## YOUR GOAL
Can you print each of the entries below line for line, with no changes?

* start GIVEN ENTRIES *

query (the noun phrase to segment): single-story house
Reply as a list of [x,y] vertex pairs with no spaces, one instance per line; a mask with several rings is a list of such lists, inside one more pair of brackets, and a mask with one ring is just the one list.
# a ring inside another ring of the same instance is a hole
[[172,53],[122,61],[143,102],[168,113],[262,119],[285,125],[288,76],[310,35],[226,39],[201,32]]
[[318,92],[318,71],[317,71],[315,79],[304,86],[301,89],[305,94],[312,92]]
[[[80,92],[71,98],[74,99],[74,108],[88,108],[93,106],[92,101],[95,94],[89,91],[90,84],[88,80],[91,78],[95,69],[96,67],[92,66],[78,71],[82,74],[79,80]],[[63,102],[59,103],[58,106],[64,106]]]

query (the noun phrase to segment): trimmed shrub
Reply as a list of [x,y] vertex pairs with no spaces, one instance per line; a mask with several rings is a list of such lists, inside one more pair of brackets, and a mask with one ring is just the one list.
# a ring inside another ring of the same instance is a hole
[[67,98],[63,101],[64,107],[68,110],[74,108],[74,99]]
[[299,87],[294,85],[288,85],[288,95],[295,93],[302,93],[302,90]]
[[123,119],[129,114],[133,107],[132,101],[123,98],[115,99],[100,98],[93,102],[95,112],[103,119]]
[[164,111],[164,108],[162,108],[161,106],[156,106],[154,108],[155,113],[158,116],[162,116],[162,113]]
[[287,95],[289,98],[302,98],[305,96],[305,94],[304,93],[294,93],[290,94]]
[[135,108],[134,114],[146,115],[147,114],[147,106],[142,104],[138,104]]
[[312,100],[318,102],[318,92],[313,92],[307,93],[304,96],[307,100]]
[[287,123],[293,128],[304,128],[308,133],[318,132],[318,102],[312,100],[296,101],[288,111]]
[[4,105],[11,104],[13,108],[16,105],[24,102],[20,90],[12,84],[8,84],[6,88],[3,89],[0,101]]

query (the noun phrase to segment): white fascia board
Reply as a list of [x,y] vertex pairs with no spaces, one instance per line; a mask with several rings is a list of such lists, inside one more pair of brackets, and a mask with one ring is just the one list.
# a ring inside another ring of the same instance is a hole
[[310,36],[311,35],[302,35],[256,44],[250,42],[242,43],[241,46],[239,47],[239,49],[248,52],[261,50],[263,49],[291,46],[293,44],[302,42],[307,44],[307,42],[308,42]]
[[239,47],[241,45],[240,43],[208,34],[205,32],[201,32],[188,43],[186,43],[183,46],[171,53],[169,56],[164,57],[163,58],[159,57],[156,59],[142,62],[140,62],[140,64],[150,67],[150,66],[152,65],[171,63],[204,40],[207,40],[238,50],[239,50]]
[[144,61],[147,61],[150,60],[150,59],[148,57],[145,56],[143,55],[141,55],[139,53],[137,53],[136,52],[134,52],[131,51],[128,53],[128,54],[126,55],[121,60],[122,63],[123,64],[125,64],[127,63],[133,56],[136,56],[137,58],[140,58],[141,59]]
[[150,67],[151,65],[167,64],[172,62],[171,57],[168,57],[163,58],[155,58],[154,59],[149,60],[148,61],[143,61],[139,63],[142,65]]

* end GIVEN ENTRIES *

## ANSWER BELOW
query (the noun phrase to segment): single-story house
Reply as a list of [x,y] vertex pairs with no spaces, one instance per line; a mask with several rings is a list of such lists, inside one more pair of brackets, and a mask with one ring is just the one list.
# a ring inside another ring of the same instance is a hole
[[172,53],[122,61],[143,102],[168,113],[262,119],[285,125],[288,76],[310,35],[226,39],[201,32]]
[[318,92],[318,71],[317,71],[315,79],[304,86],[301,89],[305,94],[312,92]]
[[[80,92],[71,98],[74,99],[74,108],[88,108],[93,106],[92,101],[95,94],[89,91],[90,84],[88,80],[91,78],[95,69],[96,67],[92,66],[78,71],[82,74],[79,80]],[[63,102],[59,103],[58,106],[64,106]]]

query (the noun phrase to segment): trimmed shrub
Reply as a list of [x,y] vertex pairs with no spaces, one instance per line; a mask with several rings is a list of such lists, inside one more pair of brackets, and a mask with one ring is just the one list.
# a ring inside another ring of the same instance is a hole
[[67,98],[63,101],[64,107],[68,110],[74,108],[74,99]]
[[299,87],[294,85],[288,85],[288,95],[295,93],[302,93],[302,90]]
[[123,119],[129,114],[133,107],[132,101],[123,98],[115,99],[100,98],[93,102],[95,112],[103,119]]
[[164,111],[164,108],[162,108],[161,106],[156,106],[154,108],[155,113],[158,116],[162,116],[162,113]]
[[287,95],[289,98],[302,98],[305,96],[305,94],[304,93],[294,93],[290,94]]
[[135,108],[134,114],[146,115],[147,114],[147,106],[142,104],[138,104]]
[[312,100],[318,102],[318,92],[313,92],[307,93],[304,96],[307,100]]
[[287,123],[293,128],[304,128],[308,133],[318,132],[318,102],[312,100],[296,101],[288,111]]
[[4,105],[11,104],[13,108],[16,105],[24,102],[20,90],[12,84],[8,84],[6,88],[3,89],[0,101]]

query (the noun phrase to segment): white fascia board
Reply as a list of [x,y] vertex pairs with no spaces, one instance per line; a mask with several rings is a list of such lists, inside one more pair of brackets, and a mask with one ring is just the one list.
# a ring inside another ring of the same instance is a hole
[[310,36],[311,35],[302,35],[256,44],[250,42],[242,43],[241,46],[239,47],[239,49],[248,52],[261,50],[263,49],[291,46],[293,44],[302,42],[307,44],[307,42],[308,42]]
[[239,47],[241,45],[240,43],[208,34],[205,32],[201,32],[188,43],[186,43],[183,46],[171,53],[169,56],[164,57],[163,58],[159,57],[156,59],[142,62],[140,62],[140,64],[150,67],[150,66],[152,65],[171,63],[204,40],[207,40],[238,50],[239,50]]
[[144,61],[147,61],[150,60],[150,59],[148,57],[145,56],[143,55],[141,55],[139,53],[137,53],[136,52],[134,52],[131,51],[128,53],[128,54],[126,55],[121,60],[122,63],[123,64],[125,64],[127,63],[133,56],[136,56],[137,58],[140,58],[141,59]]
[[150,67],[151,65],[167,64],[172,62],[171,57],[168,57],[163,58],[155,58],[154,59],[149,60],[148,61],[143,61],[139,63],[142,65]]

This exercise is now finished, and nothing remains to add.